▸ **What to do**:
Will you quote only the lines starting at the one that contains "query (the noun phrase to segment): leafy" and ending with the last line of the listing below, inclusive?

▸ **Task data**:
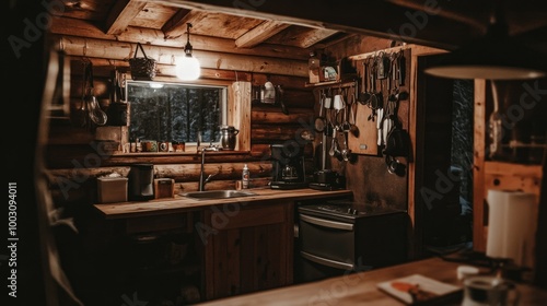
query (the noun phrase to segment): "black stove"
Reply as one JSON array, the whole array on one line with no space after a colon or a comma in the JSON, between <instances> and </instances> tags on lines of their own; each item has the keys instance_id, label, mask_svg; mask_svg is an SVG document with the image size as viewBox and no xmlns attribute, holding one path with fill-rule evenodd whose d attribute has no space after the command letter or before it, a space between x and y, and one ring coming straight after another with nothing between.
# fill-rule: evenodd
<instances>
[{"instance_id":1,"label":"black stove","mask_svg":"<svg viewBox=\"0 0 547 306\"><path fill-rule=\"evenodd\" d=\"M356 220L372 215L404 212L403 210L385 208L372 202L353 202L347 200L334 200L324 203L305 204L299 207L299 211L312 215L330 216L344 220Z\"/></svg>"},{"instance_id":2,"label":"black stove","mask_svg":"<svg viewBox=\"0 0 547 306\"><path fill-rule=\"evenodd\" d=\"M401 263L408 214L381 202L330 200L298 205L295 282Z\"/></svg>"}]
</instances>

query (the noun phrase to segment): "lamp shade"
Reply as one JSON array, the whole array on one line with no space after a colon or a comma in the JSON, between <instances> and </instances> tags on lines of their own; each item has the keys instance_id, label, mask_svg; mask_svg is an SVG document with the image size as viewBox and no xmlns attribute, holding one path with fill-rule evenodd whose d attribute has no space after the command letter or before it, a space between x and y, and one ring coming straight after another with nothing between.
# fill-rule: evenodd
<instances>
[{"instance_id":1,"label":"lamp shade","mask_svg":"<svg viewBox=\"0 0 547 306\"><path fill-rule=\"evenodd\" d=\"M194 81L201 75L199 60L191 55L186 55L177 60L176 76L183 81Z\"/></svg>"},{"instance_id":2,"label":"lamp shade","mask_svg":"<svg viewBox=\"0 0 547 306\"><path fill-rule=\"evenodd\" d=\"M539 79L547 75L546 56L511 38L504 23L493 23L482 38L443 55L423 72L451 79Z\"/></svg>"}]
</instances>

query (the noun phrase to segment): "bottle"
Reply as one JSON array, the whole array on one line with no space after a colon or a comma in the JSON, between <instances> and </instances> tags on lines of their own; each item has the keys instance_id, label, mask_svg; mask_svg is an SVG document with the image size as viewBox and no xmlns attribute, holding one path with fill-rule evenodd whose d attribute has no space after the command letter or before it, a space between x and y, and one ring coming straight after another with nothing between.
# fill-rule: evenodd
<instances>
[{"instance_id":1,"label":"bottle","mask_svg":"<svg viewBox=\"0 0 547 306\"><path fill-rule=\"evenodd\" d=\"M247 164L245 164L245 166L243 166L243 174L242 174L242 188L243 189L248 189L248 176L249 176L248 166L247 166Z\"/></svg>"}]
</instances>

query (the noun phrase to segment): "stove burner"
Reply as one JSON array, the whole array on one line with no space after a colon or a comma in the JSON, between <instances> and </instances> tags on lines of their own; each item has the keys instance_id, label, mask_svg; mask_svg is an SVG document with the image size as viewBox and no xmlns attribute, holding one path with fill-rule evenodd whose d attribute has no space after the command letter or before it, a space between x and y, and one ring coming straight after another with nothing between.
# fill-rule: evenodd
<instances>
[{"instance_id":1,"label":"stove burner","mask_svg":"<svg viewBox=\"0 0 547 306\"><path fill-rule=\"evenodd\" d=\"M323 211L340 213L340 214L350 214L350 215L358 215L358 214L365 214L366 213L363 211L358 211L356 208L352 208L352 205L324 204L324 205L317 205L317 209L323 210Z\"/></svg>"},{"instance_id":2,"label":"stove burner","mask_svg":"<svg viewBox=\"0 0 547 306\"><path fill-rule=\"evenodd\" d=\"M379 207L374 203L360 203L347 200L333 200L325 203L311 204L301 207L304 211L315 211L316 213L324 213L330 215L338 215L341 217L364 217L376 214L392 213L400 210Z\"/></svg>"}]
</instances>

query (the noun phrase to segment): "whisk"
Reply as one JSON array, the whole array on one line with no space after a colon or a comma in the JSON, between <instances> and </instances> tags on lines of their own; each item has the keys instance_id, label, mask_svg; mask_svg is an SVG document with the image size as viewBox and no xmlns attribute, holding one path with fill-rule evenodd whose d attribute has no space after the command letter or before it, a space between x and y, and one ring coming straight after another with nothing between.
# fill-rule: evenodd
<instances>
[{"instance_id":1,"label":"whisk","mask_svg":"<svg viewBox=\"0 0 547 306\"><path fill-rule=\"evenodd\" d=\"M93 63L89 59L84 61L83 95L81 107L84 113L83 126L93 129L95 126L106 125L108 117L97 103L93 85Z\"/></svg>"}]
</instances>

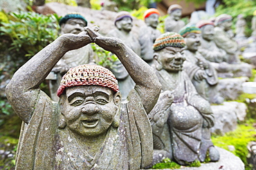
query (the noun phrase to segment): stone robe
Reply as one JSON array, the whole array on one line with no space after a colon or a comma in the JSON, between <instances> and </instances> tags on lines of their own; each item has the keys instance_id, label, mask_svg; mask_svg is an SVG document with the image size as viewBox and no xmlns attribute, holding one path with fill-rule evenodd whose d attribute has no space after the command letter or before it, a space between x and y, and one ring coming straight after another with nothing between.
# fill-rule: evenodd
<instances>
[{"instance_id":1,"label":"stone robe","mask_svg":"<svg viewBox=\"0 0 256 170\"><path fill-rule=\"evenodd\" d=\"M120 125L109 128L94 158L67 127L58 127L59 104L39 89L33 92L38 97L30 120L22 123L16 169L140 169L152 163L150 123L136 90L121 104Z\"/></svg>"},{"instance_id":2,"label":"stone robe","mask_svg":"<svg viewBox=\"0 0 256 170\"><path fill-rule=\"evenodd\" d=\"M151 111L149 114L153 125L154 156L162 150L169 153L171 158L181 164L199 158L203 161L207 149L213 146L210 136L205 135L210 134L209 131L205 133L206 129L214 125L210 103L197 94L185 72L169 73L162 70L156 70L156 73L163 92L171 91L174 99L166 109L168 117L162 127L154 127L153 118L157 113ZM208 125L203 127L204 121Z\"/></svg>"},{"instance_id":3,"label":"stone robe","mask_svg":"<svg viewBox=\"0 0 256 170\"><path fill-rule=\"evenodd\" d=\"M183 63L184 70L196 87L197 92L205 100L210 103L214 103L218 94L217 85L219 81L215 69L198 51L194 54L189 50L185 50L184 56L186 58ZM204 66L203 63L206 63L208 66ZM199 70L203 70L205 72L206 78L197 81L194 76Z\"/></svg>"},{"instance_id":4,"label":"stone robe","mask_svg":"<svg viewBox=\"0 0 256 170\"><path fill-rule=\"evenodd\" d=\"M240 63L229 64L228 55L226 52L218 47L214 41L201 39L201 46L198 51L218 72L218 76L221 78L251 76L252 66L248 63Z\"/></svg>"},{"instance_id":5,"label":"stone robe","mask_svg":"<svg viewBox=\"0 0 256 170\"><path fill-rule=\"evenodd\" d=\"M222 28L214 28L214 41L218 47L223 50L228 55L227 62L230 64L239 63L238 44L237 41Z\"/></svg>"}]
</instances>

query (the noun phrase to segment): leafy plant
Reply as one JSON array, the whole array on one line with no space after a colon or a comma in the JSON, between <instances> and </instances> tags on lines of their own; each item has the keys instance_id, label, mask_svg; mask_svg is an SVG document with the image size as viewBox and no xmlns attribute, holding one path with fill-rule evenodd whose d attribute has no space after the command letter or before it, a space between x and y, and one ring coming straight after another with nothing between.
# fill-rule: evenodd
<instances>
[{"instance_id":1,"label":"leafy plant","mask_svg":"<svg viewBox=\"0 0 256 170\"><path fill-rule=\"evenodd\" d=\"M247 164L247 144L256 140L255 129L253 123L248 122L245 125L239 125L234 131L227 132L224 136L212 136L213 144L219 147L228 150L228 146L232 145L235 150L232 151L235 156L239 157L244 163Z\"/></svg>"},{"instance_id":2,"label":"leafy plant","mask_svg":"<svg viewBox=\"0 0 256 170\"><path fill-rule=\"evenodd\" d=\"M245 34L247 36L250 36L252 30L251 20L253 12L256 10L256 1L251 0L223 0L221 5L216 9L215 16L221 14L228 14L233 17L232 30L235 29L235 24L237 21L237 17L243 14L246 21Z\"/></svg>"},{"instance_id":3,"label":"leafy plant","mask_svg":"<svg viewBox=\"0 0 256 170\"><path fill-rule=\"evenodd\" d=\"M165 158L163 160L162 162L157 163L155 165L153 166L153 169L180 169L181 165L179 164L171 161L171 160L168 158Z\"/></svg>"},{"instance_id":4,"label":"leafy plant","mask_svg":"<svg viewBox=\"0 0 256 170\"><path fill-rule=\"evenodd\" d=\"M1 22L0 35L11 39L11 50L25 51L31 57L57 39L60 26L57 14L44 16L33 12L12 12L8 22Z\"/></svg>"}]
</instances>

▸ **The result**:
query (the noun phrase to segment): leafy plant
Reply as one JSON array, the whole array on one line with no space after a colon or a comma in the JSON, between <instances> and </instances> tags on lines of their own; each item has the keys instance_id, label, mask_svg; mask_svg is an SVG document with the image size as viewBox and no xmlns attribute, holding one path with fill-rule evenodd whose d attribute has no space after the command letter or before it, a space between x and y, and one ring coming straight after another with nothing between.
# fill-rule: evenodd
<instances>
[{"instance_id":1,"label":"leafy plant","mask_svg":"<svg viewBox=\"0 0 256 170\"><path fill-rule=\"evenodd\" d=\"M247 164L247 144L256 140L255 129L253 123L248 122L245 125L239 125L234 131L227 132L224 136L212 136L213 144L219 147L228 150L228 146L232 145L235 150L232 151L235 156L239 157L244 163Z\"/></svg>"},{"instance_id":2,"label":"leafy plant","mask_svg":"<svg viewBox=\"0 0 256 170\"><path fill-rule=\"evenodd\" d=\"M245 34L247 36L250 36L252 30L251 20L253 12L256 10L256 1L251 0L223 0L221 5L216 9L215 16L221 14L228 14L233 17L232 30L235 29L235 24L237 21L237 17L243 14L246 21Z\"/></svg>"},{"instance_id":3,"label":"leafy plant","mask_svg":"<svg viewBox=\"0 0 256 170\"><path fill-rule=\"evenodd\" d=\"M165 158L163 160L162 162L157 163L155 165L153 166L153 169L180 169L181 165L179 164L171 161L171 160L168 158Z\"/></svg>"},{"instance_id":4,"label":"leafy plant","mask_svg":"<svg viewBox=\"0 0 256 170\"><path fill-rule=\"evenodd\" d=\"M1 22L0 35L11 39L11 50L25 51L31 57L57 39L60 26L57 14L44 16L33 12L12 12L8 22Z\"/></svg>"}]
</instances>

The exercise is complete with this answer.